* EXERCISE MATERIALS:

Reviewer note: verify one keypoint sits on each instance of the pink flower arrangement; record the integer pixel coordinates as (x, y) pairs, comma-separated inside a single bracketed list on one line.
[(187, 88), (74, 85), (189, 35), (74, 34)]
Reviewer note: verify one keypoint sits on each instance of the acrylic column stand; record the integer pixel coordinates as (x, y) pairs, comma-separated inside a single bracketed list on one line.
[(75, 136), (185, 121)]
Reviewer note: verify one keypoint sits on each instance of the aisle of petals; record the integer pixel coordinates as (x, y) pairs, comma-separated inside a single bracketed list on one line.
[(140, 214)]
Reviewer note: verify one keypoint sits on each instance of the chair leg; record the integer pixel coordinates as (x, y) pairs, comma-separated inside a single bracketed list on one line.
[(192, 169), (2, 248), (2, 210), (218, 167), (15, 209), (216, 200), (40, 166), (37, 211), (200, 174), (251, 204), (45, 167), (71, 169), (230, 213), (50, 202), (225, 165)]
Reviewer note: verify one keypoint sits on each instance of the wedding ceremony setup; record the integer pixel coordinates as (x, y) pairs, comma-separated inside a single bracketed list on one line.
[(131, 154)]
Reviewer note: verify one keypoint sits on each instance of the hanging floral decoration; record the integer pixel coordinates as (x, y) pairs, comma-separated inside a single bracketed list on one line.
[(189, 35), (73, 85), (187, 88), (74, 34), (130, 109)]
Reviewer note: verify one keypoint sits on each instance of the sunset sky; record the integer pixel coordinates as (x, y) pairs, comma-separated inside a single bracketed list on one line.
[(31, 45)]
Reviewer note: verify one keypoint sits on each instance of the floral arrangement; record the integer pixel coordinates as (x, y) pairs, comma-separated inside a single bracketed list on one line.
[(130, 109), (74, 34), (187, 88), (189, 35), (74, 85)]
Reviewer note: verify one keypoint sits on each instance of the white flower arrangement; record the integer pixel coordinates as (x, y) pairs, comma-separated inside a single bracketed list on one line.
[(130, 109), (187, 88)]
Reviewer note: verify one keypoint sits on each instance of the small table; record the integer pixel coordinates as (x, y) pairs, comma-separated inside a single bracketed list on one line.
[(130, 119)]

* THE TASK:
Rewrite the records from the line with "of the aisle" up to and including the line with "[(140, 214)]", requests included, multiplying every coordinate in the answers by 0.7 and rounding to whole numbers, with halves rounded up. Leave the request wording unchanged and give only those lines.

* CORRECT RESULT:
Reviewer note: verify one keypoint sits on each instance of the aisle of petals; record the integer pixel coordinates as (x, y) pairs, comma-separated inside a single bracketed list on one line.
[(98, 150)]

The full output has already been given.